**REQUIREMENT:** Scan the data below. Pull out each line where "boat" occurs.

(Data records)

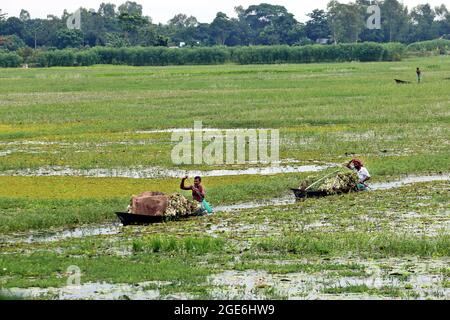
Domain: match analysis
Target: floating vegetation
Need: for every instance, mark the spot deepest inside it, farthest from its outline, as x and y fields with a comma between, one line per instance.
x=341, y=181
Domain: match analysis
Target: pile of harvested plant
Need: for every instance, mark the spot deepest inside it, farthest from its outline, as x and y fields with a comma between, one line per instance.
x=340, y=181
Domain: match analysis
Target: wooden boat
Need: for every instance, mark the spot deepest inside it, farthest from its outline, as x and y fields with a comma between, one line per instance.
x=132, y=219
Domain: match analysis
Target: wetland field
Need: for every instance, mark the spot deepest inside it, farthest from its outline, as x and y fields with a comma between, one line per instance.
x=76, y=143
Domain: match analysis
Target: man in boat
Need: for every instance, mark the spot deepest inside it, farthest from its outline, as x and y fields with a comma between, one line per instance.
x=419, y=75
x=363, y=173
x=198, y=192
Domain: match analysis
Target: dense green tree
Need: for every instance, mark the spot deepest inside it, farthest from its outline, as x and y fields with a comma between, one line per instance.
x=131, y=8
x=422, y=18
x=394, y=20
x=270, y=24
x=66, y=38
x=317, y=26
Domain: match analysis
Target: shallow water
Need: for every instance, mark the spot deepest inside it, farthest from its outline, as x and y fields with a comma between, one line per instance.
x=52, y=236
x=408, y=180
x=421, y=280
x=181, y=130
x=97, y=291
x=112, y=229
x=155, y=172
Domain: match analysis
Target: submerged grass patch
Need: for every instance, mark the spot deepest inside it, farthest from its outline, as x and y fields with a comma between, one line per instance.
x=191, y=245
x=366, y=244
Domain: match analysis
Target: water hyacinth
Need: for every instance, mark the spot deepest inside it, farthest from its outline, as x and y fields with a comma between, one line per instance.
x=180, y=206
x=343, y=181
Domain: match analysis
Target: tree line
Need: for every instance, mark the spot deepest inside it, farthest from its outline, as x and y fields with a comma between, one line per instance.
x=263, y=24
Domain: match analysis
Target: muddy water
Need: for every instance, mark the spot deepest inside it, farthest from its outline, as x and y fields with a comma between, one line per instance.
x=97, y=291
x=155, y=172
x=408, y=180
x=52, y=236
x=112, y=229
x=422, y=279
x=189, y=130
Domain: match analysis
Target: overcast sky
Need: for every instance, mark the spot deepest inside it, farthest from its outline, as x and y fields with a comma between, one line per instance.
x=163, y=10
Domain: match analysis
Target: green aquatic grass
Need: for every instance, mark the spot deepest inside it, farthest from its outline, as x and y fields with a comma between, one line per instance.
x=369, y=244
x=326, y=112
x=193, y=245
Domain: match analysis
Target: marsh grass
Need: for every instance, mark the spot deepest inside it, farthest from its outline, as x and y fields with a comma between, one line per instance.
x=369, y=244
x=190, y=245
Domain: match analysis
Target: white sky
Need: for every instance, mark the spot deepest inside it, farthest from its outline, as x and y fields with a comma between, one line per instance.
x=162, y=11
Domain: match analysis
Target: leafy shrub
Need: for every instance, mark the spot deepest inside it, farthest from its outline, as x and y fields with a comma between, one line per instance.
x=10, y=60
x=440, y=46
x=162, y=56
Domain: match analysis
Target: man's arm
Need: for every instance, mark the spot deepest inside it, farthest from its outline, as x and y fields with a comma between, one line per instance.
x=183, y=185
x=200, y=191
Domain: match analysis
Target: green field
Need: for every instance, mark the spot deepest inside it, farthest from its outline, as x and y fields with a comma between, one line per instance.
x=93, y=118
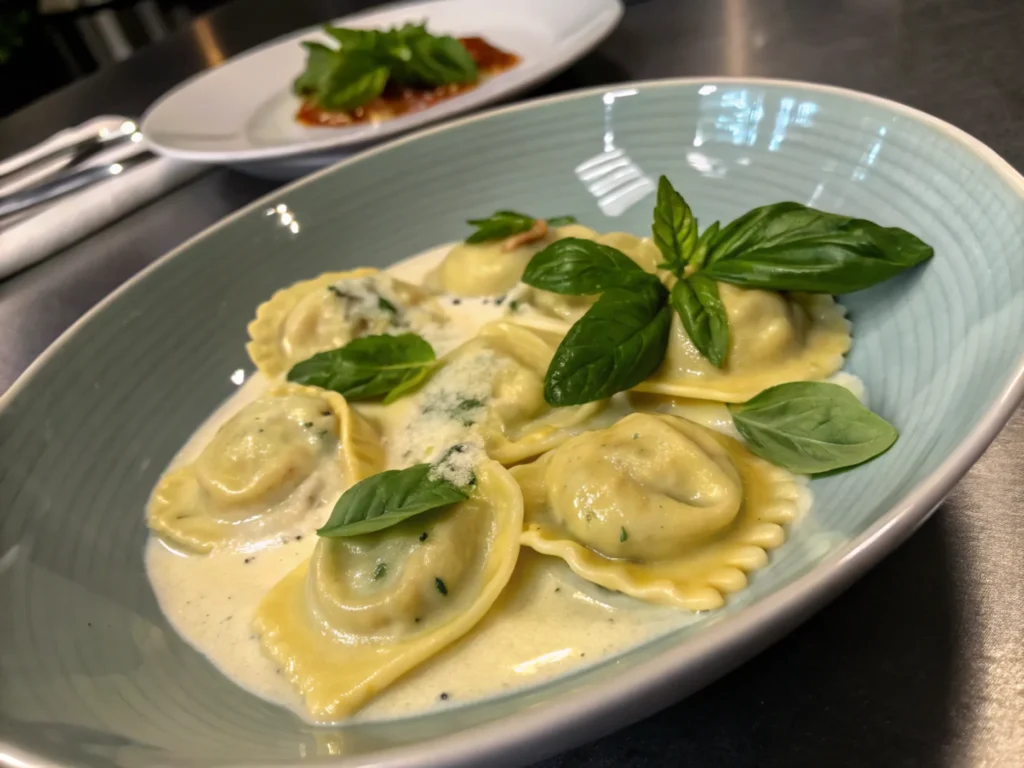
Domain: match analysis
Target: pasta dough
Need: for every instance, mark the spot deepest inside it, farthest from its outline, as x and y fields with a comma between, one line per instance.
x=487, y=269
x=773, y=338
x=658, y=508
x=267, y=467
x=328, y=311
x=366, y=610
x=494, y=385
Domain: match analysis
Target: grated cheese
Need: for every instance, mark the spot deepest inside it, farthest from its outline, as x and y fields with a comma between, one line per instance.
x=443, y=430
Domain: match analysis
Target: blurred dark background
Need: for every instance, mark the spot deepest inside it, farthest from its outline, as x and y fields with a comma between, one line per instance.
x=45, y=44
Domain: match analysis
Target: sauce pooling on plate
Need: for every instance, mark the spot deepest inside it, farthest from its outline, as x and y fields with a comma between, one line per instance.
x=547, y=622
x=462, y=475
x=398, y=99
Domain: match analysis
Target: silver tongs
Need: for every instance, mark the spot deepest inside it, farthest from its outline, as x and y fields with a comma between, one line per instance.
x=66, y=183
x=78, y=152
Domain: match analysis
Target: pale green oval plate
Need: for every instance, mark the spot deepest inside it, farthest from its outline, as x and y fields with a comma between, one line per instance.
x=90, y=672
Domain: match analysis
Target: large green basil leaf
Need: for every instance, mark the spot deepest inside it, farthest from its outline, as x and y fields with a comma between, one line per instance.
x=580, y=267
x=370, y=368
x=614, y=346
x=791, y=247
x=357, y=79
x=440, y=60
x=674, y=228
x=386, y=499
x=699, y=307
x=811, y=427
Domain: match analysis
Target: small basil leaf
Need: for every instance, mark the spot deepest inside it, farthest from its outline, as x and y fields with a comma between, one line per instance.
x=369, y=368
x=579, y=267
x=791, y=247
x=357, y=79
x=704, y=243
x=409, y=385
x=696, y=301
x=812, y=427
x=386, y=499
x=561, y=220
x=321, y=61
x=500, y=225
x=674, y=228
x=614, y=346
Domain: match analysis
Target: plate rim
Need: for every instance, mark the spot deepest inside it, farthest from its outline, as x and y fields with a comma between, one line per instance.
x=570, y=719
x=561, y=59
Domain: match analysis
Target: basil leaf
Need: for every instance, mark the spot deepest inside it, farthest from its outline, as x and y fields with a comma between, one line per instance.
x=704, y=243
x=561, y=220
x=791, y=247
x=810, y=427
x=321, y=61
x=369, y=368
x=386, y=499
x=674, y=228
x=579, y=267
x=499, y=225
x=614, y=346
x=439, y=60
x=696, y=301
x=357, y=79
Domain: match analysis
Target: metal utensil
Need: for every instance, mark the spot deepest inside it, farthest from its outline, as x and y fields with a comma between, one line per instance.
x=36, y=195
x=80, y=151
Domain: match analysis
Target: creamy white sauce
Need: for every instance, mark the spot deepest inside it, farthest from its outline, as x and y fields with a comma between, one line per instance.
x=546, y=623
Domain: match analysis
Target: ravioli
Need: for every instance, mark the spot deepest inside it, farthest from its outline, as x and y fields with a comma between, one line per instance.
x=570, y=308
x=494, y=385
x=773, y=338
x=271, y=464
x=328, y=311
x=367, y=609
x=489, y=269
x=658, y=508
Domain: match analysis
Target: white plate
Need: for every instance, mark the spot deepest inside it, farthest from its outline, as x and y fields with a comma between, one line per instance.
x=244, y=112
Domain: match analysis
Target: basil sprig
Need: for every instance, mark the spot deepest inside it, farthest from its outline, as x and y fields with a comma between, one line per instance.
x=783, y=247
x=502, y=224
x=791, y=247
x=370, y=368
x=579, y=267
x=812, y=427
x=696, y=301
x=366, y=60
x=614, y=346
x=675, y=228
x=386, y=499
x=622, y=338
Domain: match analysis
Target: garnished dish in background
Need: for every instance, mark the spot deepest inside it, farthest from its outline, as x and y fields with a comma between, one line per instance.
x=506, y=458
x=373, y=75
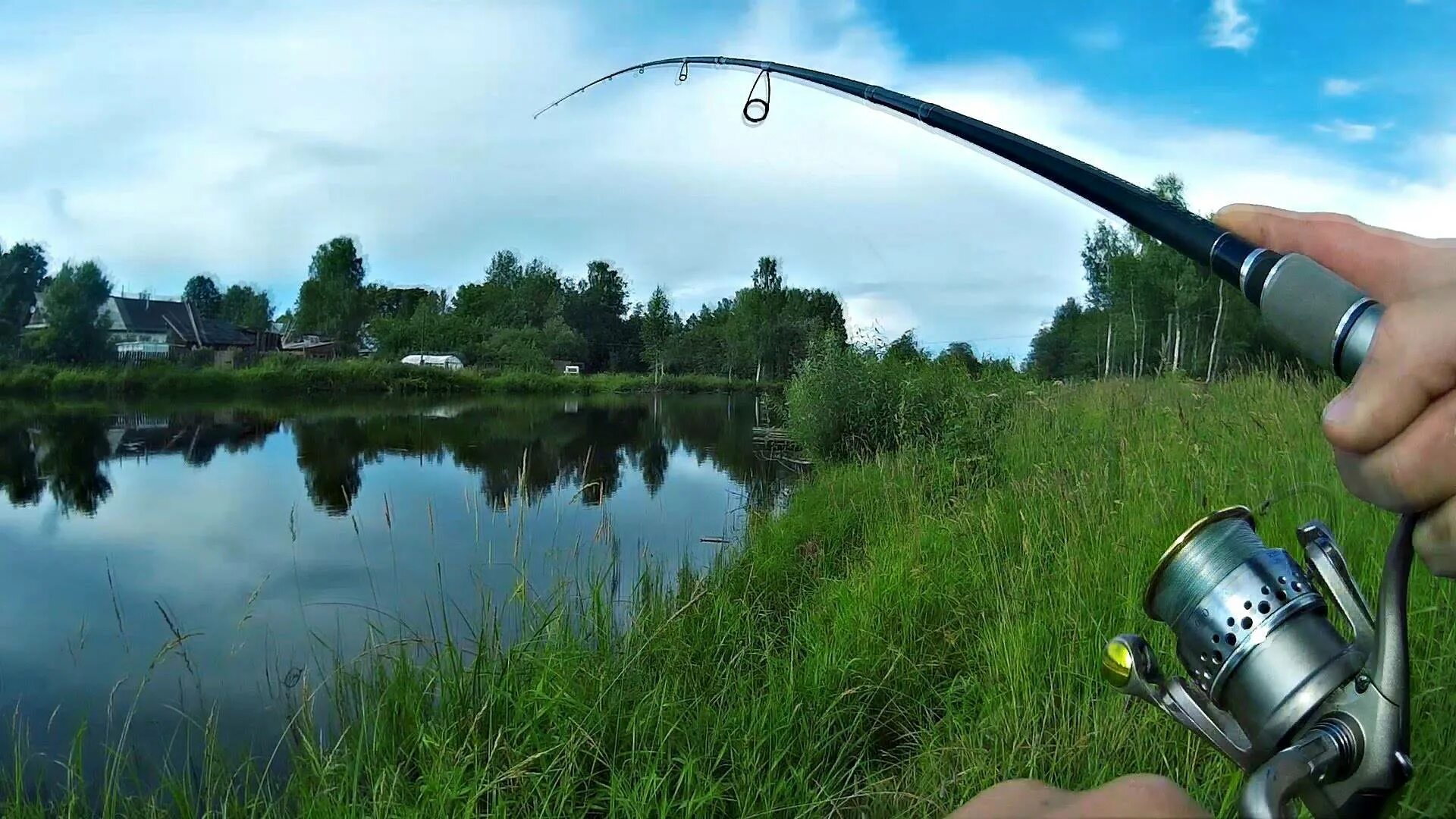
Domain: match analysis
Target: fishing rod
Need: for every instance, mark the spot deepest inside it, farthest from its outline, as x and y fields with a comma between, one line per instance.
x=1318, y=314
x=1304, y=711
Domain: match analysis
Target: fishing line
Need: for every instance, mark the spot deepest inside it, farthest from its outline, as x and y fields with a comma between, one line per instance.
x=1203, y=563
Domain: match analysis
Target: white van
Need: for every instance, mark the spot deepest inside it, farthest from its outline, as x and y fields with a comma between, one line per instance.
x=444, y=362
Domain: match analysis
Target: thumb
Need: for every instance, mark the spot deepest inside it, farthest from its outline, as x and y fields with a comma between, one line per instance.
x=1411, y=363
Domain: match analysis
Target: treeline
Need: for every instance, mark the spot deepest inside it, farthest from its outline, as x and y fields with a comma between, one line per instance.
x=520, y=315
x=1150, y=311
x=525, y=314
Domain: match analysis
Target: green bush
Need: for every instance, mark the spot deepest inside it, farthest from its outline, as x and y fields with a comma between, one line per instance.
x=846, y=403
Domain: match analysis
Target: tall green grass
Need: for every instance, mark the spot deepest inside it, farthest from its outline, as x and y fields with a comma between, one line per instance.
x=289, y=376
x=910, y=630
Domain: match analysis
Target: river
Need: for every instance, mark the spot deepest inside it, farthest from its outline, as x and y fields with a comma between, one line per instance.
x=172, y=563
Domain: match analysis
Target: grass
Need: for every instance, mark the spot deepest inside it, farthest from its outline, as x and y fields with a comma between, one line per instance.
x=910, y=630
x=286, y=376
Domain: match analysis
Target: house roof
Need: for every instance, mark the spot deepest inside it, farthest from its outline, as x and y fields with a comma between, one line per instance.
x=152, y=315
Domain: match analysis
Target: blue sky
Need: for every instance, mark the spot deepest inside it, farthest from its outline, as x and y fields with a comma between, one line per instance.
x=166, y=142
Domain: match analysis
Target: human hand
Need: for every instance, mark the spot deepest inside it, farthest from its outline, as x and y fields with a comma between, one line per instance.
x=1139, y=796
x=1394, y=428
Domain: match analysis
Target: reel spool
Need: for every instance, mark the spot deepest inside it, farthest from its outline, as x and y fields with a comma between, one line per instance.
x=1270, y=681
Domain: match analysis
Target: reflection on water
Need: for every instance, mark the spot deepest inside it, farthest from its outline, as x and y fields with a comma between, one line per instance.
x=259, y=534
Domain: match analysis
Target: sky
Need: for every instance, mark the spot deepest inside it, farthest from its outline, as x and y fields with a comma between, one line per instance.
x=164, y=140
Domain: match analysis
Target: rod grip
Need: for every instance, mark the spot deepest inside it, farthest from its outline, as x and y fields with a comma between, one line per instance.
x=1318, y=314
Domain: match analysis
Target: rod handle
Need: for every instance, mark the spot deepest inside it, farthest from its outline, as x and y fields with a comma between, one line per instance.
x=1318, y=314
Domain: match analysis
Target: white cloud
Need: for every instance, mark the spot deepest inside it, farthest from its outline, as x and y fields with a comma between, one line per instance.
x=1338, y=86
x=171, y=145
x=1348, y=131
x=1098, y=38
x=1231, y=27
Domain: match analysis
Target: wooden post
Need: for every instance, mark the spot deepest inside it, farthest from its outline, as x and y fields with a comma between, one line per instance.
x=1213, y=349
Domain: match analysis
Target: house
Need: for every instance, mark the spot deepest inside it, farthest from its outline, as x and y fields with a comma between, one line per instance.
x=145, y=325
x=310, y=347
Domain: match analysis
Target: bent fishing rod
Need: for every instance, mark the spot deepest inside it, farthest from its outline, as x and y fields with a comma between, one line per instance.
x=1273, y=686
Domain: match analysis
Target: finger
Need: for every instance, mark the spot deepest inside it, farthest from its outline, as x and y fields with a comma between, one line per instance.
x=1435, y=539
x=1014, y=799
x=1411, y=363
x=1385, y=264
x=1413, y=472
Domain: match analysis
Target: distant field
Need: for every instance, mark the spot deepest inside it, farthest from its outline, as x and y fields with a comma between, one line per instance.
x=909, y=632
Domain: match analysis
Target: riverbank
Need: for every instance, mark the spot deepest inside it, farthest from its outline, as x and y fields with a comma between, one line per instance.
x=910, y=630
x=293, y=378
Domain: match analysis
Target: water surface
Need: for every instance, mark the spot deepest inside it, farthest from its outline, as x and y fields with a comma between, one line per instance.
x=193, y=560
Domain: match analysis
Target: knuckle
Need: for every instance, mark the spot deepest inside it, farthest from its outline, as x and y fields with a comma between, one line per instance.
x=1392, y=337
x=1436, y=541
x=1404, y=479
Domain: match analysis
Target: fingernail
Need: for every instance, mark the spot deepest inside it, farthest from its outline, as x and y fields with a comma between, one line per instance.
x=1341, y=410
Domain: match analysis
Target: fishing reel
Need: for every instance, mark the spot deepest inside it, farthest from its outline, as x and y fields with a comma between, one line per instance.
x=1272, y=682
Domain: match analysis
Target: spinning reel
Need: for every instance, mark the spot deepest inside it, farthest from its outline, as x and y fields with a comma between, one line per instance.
x=1272, y=684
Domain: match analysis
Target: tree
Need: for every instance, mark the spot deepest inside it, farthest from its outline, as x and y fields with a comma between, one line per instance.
x=22, y=275
x=906, y=350
x=960, y=354
x=397, y=302
x=331, y=300
x=598, y=309
x=73, y=312
x=246, y=306
x=658, y=327
x=1055, y=350
x=201, y=293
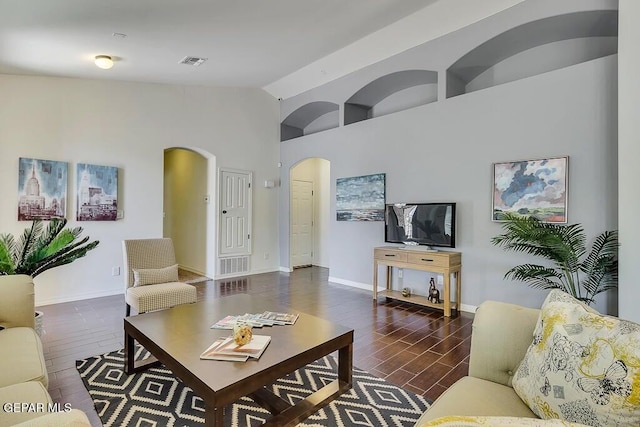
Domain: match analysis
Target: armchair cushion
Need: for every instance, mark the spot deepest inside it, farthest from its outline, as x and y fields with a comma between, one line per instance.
x=467, y=421
x=22, y=357
x=17, y=306
x=152, y=276
x=582, y=366
x=160, y=296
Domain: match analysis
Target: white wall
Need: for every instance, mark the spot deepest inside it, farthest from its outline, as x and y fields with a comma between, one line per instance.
x=185, y=208
x=435, y=20
x=129, y=125
x=629, y=153
x=444, y=151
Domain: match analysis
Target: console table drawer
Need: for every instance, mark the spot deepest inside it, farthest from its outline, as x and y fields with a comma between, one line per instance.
x=429, y=258
x=390, y=255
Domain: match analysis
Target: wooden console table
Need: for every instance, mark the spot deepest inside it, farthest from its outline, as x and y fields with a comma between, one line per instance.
x=440, y=262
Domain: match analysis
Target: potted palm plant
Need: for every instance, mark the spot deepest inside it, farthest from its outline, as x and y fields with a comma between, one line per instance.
x=41, y=248
x=570, y=267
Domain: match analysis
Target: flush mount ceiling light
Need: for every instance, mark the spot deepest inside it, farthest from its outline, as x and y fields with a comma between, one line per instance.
x=104, y=61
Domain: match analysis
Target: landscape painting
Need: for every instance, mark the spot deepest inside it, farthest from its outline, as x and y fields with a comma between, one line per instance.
x=360, y=198
x=97, y=192
x=42, y=189
x=532, y=188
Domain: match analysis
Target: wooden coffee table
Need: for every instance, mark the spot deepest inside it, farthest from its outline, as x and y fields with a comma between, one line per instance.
x=176, y=337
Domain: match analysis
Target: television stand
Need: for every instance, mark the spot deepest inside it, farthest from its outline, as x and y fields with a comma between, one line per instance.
x=440, y=262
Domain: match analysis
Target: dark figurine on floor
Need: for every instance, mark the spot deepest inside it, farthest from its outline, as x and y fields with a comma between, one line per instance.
x=434, y=294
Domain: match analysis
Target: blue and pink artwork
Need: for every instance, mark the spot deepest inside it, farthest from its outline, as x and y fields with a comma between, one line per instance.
x=42, y=189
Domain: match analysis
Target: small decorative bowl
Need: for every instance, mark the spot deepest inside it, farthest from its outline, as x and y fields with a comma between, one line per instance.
x=242, y=334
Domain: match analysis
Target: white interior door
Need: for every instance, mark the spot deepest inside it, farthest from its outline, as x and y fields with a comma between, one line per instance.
x=235, y=213
x=301, y=223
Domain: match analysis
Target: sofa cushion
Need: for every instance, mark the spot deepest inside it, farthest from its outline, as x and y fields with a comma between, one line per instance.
x=72, y=418
x=22, y=357
x=581, y=366
x=473, y=396
x=466, y=421
x=152, y=276
x=12, y=398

**WORKED SOLUTION:**
Target: wooden boat
Target: man in boat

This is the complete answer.